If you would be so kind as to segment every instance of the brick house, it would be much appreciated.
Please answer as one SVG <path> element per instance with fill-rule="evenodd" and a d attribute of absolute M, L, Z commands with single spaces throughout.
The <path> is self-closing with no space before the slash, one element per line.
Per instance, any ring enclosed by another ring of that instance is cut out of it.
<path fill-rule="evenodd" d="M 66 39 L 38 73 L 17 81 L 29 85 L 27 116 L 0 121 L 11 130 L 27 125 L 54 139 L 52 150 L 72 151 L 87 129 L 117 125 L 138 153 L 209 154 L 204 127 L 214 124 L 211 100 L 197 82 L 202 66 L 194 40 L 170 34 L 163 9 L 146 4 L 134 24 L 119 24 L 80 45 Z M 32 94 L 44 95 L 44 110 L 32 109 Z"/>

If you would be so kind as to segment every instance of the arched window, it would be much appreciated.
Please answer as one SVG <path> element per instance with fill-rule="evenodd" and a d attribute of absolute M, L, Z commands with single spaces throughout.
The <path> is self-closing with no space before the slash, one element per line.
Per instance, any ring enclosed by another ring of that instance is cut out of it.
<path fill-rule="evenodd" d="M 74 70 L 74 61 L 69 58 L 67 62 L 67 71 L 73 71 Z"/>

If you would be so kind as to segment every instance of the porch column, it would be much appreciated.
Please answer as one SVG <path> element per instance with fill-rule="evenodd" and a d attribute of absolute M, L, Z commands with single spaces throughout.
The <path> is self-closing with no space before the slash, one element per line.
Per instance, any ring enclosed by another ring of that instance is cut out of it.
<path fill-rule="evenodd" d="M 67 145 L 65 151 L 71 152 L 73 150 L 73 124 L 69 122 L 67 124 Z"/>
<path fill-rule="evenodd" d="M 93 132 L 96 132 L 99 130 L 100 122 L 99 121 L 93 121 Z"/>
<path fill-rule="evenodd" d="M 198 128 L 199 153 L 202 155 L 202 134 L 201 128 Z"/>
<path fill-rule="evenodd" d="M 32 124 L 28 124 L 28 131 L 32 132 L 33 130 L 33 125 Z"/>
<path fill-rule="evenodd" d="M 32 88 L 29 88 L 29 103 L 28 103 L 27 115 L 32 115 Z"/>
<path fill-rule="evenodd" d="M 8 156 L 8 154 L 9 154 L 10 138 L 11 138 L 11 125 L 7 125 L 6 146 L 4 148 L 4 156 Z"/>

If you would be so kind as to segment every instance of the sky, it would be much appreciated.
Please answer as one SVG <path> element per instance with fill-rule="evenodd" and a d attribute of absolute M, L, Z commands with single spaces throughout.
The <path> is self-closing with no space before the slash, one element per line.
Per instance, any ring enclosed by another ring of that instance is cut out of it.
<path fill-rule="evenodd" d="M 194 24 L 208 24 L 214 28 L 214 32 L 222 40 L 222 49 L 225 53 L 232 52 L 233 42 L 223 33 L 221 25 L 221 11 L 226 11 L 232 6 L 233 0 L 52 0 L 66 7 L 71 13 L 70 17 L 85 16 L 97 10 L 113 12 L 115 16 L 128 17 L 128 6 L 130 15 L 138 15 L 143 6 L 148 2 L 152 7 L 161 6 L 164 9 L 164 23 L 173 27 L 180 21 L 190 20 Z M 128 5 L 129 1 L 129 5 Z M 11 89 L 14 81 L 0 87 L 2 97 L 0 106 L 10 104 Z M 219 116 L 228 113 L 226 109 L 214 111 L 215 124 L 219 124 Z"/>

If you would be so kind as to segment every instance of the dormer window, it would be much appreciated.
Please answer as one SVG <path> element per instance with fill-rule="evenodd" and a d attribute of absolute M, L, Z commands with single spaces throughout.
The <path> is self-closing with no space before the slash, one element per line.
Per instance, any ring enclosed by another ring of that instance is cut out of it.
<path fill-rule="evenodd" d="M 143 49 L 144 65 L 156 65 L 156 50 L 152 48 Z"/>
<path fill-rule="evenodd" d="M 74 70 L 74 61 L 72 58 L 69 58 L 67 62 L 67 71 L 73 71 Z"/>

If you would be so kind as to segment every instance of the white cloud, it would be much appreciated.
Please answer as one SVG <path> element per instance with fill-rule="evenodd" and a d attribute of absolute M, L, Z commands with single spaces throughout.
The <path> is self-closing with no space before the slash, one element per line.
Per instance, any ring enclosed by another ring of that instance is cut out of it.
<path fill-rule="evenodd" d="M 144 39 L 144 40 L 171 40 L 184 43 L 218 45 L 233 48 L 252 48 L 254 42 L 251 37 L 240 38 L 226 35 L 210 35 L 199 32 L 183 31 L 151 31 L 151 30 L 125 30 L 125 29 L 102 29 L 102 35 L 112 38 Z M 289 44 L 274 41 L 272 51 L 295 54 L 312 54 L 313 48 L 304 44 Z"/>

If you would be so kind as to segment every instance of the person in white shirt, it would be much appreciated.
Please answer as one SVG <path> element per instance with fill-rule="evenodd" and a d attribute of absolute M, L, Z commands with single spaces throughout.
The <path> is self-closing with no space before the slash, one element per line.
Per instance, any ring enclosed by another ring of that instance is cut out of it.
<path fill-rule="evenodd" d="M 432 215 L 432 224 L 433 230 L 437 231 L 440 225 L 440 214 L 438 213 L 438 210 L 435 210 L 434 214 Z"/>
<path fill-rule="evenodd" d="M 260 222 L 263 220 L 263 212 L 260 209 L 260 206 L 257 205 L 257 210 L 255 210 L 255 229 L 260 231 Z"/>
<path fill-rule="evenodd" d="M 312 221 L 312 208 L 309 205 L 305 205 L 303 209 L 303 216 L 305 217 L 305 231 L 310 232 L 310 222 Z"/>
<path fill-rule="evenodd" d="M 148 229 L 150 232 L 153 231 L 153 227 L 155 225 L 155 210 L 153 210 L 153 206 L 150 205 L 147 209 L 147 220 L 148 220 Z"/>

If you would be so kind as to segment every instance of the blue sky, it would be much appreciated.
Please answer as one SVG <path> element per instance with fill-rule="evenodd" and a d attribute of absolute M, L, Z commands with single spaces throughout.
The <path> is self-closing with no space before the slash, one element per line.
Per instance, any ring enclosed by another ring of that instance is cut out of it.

· · ·

Tally up the lines in the records containing the word "segment", then give the count and nothing else.

**EXERCISE OUTPUT**
8